::: Passage given
[c-nsp] Cisco 7301 running at 99% CPU doing iBGP update

Rodney Dunn rodunn at cisco.com
Wed Jun 28 09:37:02 EDT 2006


We do have scalability test that run. But like any
other scalability test it always "depends".

I just glanced at the G1 test results with 1Gig of memory
and if I'm reading the results right it's on the neighborhood
of 900,000 routes with 1 path and would keep the free memory
above 16M.

For 5 paths it's around 700,000 routes with 16M of memory required
to be left free.

For # of peers vs. number of routes the graph seems to show
for the 200k routes it can do aroudn 1900 peers. Now I haven't
had time to go figure out all the test plan and how it was done
and what configuration etc...
::::::
::: Source data
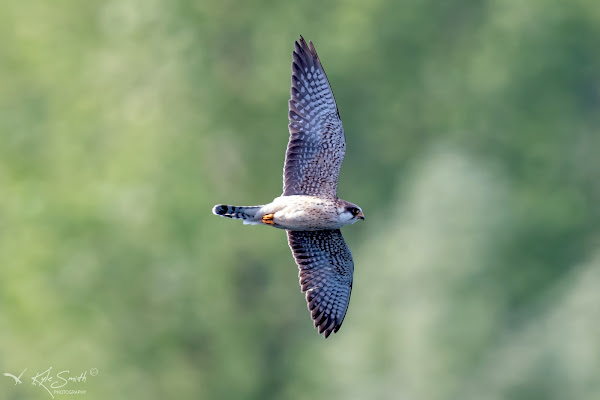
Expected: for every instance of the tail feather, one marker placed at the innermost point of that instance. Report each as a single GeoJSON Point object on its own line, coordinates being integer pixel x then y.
::::::
### [Your objective]
Answer from the post about Cisco 7301 scalability:
(a) With 1Gig of memory and 1 path per route, about how many routes do the G1 test results show while free memory stays above 16M?
(b) About how many routes does the post give for 5 paths?
(c) For 200k routes, about how many peers does the graph seem to show?

### [Result of this exercise]
(a) About 900,000 routes.
(b) Around 700,000 routes, with 16M of memory left free.
(c) Around 1900 peers.